┌────────
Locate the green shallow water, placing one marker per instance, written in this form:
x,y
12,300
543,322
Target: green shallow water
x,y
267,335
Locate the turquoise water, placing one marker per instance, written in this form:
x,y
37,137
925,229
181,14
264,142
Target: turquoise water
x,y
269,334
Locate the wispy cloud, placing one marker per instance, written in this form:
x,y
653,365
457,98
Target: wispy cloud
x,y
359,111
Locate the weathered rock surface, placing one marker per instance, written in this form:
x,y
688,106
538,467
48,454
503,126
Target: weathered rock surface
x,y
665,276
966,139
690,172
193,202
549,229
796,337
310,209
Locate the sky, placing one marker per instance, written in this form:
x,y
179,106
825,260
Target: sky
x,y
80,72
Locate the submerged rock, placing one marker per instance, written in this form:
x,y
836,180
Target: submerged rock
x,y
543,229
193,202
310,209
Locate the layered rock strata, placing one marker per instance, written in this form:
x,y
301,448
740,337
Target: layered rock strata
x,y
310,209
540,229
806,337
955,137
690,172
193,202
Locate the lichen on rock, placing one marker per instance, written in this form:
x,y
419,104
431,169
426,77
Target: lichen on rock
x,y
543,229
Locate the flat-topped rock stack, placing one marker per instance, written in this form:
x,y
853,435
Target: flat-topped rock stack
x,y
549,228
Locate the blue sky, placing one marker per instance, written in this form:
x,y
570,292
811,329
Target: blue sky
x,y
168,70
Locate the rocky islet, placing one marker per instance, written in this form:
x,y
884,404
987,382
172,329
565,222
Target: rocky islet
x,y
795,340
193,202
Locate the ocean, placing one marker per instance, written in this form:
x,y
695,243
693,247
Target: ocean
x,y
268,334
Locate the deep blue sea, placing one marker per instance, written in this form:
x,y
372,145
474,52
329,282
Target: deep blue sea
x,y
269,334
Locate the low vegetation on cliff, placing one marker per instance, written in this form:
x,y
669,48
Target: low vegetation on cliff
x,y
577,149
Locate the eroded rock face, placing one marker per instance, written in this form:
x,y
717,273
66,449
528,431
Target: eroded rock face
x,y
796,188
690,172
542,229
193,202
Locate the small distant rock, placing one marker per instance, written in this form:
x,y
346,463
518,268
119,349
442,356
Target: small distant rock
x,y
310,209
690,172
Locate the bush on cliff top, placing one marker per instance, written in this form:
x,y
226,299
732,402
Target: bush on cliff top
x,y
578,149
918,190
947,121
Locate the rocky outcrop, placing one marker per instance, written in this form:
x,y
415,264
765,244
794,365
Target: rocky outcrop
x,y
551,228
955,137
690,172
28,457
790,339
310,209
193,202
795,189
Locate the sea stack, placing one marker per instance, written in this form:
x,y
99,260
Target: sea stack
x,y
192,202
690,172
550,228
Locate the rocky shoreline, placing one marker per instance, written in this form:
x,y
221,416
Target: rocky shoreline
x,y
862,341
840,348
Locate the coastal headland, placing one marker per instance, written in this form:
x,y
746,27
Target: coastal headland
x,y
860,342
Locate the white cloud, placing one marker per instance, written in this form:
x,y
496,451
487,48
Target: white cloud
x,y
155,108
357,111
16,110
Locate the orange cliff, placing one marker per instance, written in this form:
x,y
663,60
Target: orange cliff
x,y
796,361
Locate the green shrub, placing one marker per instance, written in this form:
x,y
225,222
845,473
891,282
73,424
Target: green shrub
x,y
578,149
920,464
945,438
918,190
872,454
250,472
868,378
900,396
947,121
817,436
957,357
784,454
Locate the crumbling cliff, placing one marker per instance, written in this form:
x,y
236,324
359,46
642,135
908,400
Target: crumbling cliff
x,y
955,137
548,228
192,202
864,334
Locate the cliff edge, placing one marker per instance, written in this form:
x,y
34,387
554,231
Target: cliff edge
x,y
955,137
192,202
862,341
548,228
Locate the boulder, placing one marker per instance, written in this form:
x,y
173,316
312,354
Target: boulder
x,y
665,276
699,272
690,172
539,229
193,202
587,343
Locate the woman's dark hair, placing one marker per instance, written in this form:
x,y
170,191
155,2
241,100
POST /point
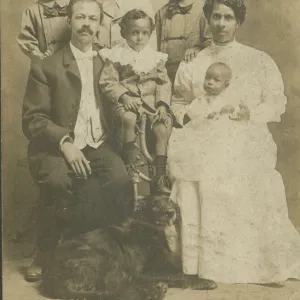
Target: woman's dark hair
x,y
237,6
73,2
134,14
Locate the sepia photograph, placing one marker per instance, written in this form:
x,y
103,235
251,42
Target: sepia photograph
x,y
150,149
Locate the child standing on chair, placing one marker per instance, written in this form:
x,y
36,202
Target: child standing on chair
x,y
44,28
134,75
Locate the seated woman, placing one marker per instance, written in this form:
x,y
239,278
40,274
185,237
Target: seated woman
x,y
235,223
135,75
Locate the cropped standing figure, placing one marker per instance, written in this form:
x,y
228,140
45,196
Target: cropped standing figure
x,y
235,222
182,31
44,28
134,75
68,126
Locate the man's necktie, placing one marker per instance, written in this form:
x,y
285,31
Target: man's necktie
x,y
85,55
55,11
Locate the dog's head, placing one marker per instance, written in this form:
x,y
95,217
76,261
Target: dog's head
x,y
158,210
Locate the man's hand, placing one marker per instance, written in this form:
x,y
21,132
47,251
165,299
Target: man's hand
x,y
79,164
130,103
191,53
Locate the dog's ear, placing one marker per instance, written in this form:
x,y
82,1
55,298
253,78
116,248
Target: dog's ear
x,y
118,232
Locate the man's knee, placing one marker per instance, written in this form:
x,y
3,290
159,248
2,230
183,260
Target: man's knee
x,y
129,119
55,176
162,131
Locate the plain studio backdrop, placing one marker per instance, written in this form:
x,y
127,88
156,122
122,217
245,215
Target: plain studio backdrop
x,y
271,26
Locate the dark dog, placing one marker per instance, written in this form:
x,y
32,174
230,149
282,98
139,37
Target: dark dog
x,y
122,262
106,263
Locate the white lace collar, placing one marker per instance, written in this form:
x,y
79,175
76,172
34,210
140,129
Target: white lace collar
x,y
142,62
219,48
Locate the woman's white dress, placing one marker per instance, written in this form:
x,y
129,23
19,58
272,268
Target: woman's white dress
x,y
235,224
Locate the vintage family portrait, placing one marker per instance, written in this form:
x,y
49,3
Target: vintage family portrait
x,y
150,149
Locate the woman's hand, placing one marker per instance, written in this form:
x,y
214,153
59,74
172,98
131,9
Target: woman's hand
x,y
162,114
211,115
130,103
227,109
186,119
79,164
243,114
191,53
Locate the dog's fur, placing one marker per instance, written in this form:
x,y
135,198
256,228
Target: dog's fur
x,y
106,263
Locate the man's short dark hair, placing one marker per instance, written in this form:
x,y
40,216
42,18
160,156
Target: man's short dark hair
x,y
134,14
73,2
238,7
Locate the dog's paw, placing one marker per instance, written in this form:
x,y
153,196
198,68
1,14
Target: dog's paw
x,y
157,291
202,284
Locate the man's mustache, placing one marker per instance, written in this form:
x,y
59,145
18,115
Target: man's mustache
x,y
85,29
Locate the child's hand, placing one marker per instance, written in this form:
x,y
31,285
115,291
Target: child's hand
x,y
227,109
46,54
130,103
36,54
162,114
243,114
191,53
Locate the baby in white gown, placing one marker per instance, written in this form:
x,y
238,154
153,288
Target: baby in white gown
x,y
205,120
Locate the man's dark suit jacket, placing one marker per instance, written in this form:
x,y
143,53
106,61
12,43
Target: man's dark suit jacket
x,y
51,104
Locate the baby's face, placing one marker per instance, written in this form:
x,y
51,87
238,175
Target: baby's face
x,y
138,33
215,81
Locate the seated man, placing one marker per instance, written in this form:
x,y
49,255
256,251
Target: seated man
x,y
67,124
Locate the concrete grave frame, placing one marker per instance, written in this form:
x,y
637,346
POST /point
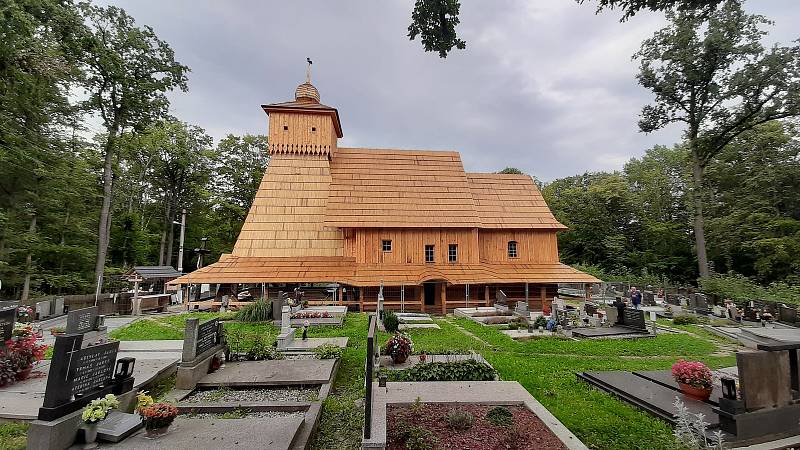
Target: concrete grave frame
x,y
195,365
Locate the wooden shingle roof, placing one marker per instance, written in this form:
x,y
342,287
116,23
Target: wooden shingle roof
x,y
233,269
510,201
399,188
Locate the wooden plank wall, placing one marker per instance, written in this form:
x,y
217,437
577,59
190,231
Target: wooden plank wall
x,y
299,137
533,246
408,245
286,218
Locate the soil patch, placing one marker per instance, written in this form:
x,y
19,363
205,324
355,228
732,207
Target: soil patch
x,y
526,432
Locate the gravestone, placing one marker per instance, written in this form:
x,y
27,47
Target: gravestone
x,y
765,379
634,318
80,374
87,322
8,316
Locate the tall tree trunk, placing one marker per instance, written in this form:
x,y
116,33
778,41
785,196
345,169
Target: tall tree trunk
x,y
699,226
26,287
105,211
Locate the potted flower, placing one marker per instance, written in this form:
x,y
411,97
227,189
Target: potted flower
x,y
158,417
399,347
94,413
694,378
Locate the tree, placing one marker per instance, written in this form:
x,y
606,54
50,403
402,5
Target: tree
x,y
129,70
711,73
631,7
434,21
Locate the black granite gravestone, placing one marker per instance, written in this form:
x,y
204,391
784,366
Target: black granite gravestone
x,y
207,336
79,375
82,320
8,316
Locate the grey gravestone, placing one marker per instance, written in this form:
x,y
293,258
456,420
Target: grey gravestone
x,y
78,375
82,320
43,309
764,378
7,318
207,336
119,425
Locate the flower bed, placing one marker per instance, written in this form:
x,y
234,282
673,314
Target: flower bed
x,y
461,427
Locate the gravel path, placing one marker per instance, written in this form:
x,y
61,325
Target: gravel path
x,y
248,415
226,395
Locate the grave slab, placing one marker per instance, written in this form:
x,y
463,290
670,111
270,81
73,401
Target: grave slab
x,y
249,433
271,373
119,425
308,345
649,395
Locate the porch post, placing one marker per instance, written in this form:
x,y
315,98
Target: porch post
x,y
444,298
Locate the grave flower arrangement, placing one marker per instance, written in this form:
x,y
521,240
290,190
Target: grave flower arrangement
x,y
399,347
694,378
311,315
98,409
158,417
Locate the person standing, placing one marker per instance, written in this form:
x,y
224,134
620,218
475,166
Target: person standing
x,y
636,297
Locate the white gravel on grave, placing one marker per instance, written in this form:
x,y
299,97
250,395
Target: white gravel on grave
x,y
253,395
250,415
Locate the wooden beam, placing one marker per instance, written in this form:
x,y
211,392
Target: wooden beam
x,y
444,298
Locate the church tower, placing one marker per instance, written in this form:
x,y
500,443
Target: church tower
x,y
287,215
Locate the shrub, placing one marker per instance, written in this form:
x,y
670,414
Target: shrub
x,y
419,438
500,416
468,370
684,319
328,351
399,346
258,311
391,322
459,419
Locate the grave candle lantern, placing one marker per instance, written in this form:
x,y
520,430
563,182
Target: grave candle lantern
x,y
124,368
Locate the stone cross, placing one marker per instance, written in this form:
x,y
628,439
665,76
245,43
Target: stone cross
x,y
286,318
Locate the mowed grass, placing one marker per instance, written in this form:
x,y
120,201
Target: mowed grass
x,y
545,367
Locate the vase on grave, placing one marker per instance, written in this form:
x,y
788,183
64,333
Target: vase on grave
x,y
90,435
695,393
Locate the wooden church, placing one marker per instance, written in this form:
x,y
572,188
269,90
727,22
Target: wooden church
x,y
410,222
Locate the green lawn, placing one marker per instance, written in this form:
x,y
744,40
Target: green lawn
x,y
545,367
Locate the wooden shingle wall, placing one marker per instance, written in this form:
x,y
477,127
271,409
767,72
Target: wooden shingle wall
x,y
408,245
286,218
533,246
305,133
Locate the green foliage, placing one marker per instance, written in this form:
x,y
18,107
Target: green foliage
x,y
467,370
459,420
684,319
435,21
13,436
258,311
328,351
390,322
500,416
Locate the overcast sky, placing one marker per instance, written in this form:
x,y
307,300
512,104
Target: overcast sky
x,y
543,85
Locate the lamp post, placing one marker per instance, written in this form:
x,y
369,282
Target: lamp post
x,y
182,223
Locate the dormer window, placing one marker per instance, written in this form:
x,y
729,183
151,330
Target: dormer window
x,y
512,249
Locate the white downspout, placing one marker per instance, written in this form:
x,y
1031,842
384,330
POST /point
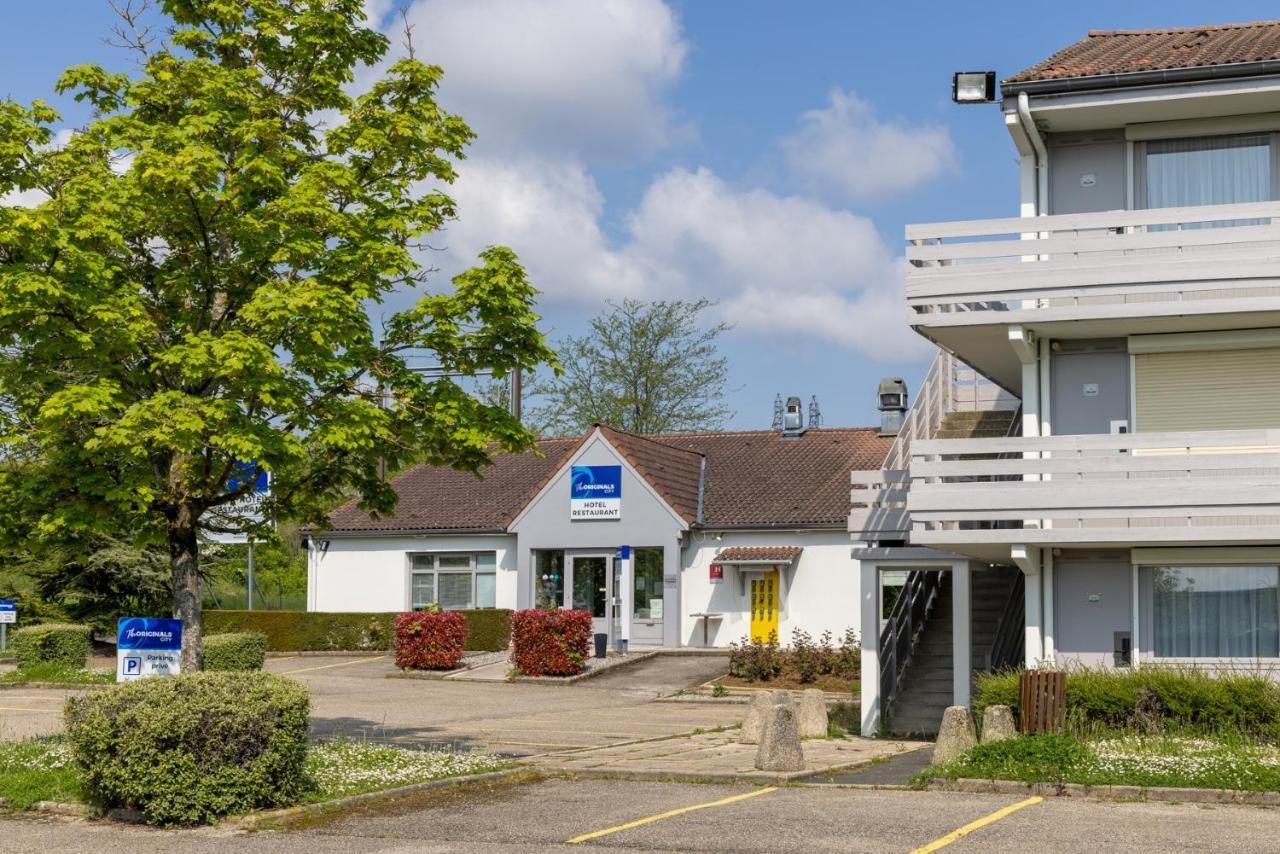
└────────
Pick out every line in the entries above that contains the word "ocean", and copy each one.

» **FINISHED EXERCISE**
Locate the ocean, placing one marker per instance, written in this form:
Target: ocean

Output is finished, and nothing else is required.